(GOAL) Repeat exactly, and only, the lines from the line containing "Reviewer check: make sure each instance of the green and" through the last line of the records below, including both.

[Location labeling records]
----

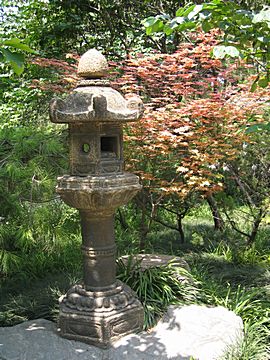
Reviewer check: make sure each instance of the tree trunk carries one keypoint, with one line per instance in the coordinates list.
(180, 229)
(255, 228)
(218, 221)
(122, 219)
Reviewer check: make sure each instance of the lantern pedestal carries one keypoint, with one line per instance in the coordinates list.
(102, 317)
(102, 309)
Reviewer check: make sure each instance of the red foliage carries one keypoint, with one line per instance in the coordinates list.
(192, 122)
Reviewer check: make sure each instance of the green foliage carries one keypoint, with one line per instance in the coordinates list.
(14, 58)
(157, 287)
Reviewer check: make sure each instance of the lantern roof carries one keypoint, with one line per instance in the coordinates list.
(94, 100)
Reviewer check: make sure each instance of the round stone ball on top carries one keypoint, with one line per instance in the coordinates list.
(92, 65)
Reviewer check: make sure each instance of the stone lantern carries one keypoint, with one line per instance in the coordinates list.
(102, 309)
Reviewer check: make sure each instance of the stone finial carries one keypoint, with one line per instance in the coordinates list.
(92, 65)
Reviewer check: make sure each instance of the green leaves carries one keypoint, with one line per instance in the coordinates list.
(221, 51)
(154, 24)
(18, 44)
(14, 58)
(245, 32)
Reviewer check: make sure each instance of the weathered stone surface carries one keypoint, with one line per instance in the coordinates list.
(197, 331)
(100, 310)
(92, 64)
(98, 194)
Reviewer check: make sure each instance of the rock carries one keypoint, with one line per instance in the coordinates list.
(197, 331)
(92, 64)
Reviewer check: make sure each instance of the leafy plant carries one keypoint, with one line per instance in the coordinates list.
(157, 287)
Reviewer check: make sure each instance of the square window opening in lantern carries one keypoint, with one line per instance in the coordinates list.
(109, 147)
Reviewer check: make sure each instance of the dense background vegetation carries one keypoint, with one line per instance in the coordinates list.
(205, 178)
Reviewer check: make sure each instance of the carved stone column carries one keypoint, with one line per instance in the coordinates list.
(102, 309)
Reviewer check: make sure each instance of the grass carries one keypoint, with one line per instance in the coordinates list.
(223, 272)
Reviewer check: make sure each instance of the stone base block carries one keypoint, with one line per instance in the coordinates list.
(100, 318)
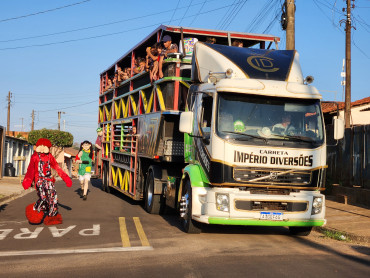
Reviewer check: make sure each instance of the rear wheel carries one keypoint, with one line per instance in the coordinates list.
(189, 225)
(300, 231)
(152, 202)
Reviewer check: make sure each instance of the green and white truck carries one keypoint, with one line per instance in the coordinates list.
(230, 135)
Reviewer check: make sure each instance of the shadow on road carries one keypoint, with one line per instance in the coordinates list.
(328, 249)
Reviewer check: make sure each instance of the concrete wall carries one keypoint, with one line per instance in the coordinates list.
(358, 115)
(14, 147)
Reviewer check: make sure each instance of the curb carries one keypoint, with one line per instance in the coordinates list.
(351, 237)
(14, 196)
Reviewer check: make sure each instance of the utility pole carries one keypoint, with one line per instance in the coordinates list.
(33, 120)
(59, 113)
(22, 124)
(290, 28)
(9, 98)
(347, 107)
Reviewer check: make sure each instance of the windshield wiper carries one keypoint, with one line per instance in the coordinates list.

----

(RESULT OF THE EXERCISE)
Reviewer check: make sure each instance of the green and white truck carries one keypoint, with one line per instance in the coordinates list.
(230, 135)
Reviewer check: make sure each instance of the shadow on road carries one keypoint, with one line per instance in the coordinates list.
(328, 249)
Reviewer check: make sure each instance of the concrete wall carries one keypoint, with one line per instance in the coordinates list.
(358, 115)
(14, 147)
Reviewer check: make sure each instance of the curb carries one keypoint, with one line per instance in the coordinates list.
(351, 237)
(14, 196)
Reviewer check: make sure each instance of the utility pole carries one keypoint, with one line per instance in the coordinates list.
(33, 120)
(59, 113)
(22, 124)
(290, 28)
(9, 98)
(347, 107)
Reviewer check: make sure each instance of the windshield wiper carries one keypoint, with one line per instance in the coordinates list.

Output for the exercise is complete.